■ **Written task**: Reproduce the lines of the data from the one containing "of the distant" through the end, renaming "cyclist" to "bicycle rider" and leaving all other text unchanged.

[Data excerpted from a collection]
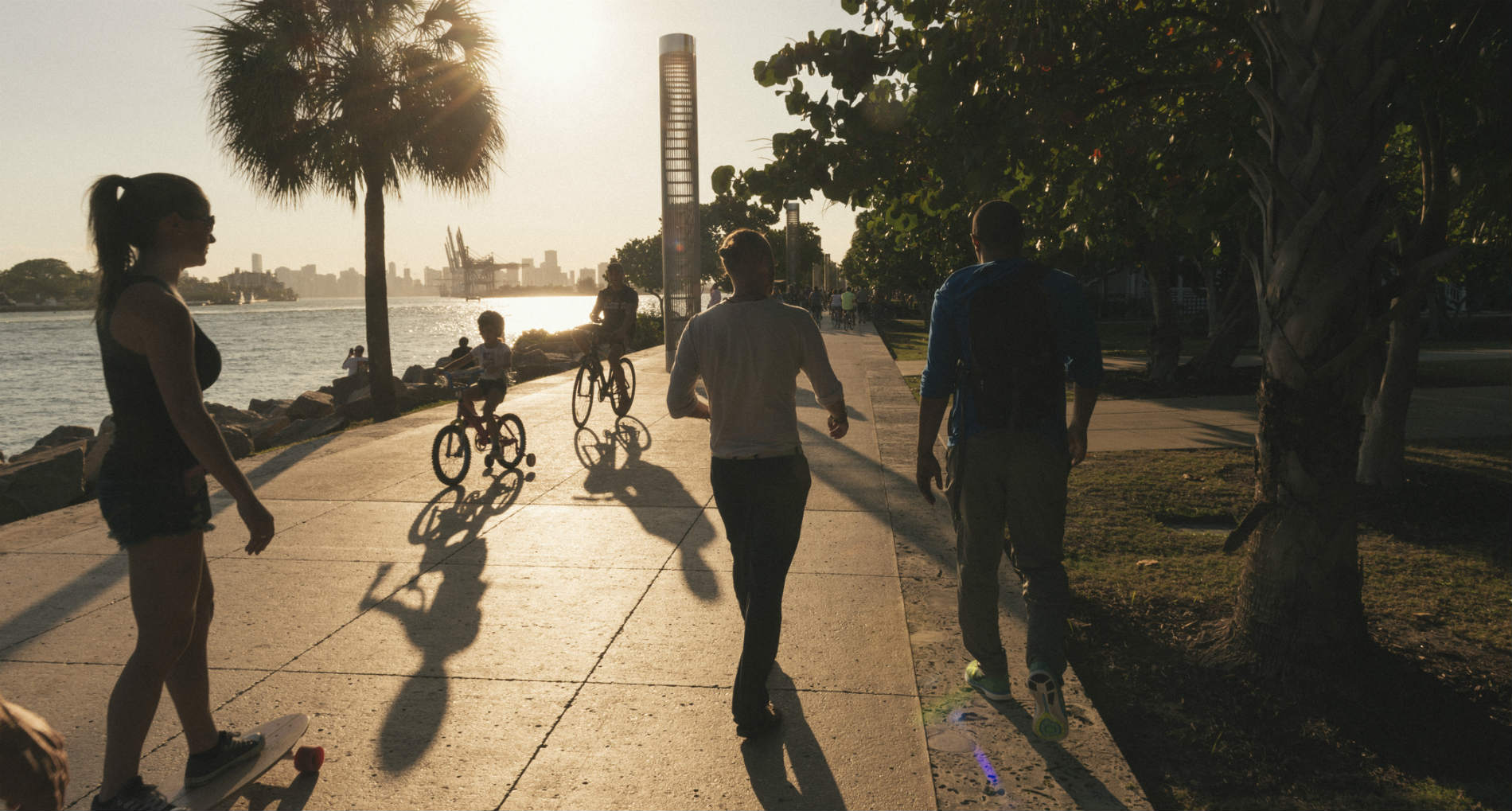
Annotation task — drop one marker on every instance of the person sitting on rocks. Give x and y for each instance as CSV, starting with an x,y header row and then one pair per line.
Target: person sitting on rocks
x,y
356,364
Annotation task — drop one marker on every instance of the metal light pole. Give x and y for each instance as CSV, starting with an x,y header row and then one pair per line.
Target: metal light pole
x,y
793,238
680,147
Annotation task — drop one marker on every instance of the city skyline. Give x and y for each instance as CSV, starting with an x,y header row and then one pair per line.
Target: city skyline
x,y
576,82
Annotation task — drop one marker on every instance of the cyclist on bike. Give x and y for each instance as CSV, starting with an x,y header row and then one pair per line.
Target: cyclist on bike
x,y
613,321
495,357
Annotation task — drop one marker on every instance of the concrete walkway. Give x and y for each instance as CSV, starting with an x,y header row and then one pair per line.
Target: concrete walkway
x,y
567,637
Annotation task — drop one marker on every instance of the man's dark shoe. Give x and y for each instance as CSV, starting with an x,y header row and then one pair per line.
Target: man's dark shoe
x,y
228,751
769,719
135,796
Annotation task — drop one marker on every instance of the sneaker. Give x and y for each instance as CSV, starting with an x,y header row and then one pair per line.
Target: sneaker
x,y
228,751
994,688
135,796
1050,707
762,723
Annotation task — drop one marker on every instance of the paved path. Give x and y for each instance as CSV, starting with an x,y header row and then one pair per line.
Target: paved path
x,y
567,637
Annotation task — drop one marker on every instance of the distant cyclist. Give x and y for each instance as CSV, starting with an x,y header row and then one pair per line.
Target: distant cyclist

■ **Response**:
Annotation task — drop one marker on every instance of the distant bicycle rider. Give x and y for each instance as CSV, starting with an x,y header row and then one pair per line.
Target: distant bicycle rider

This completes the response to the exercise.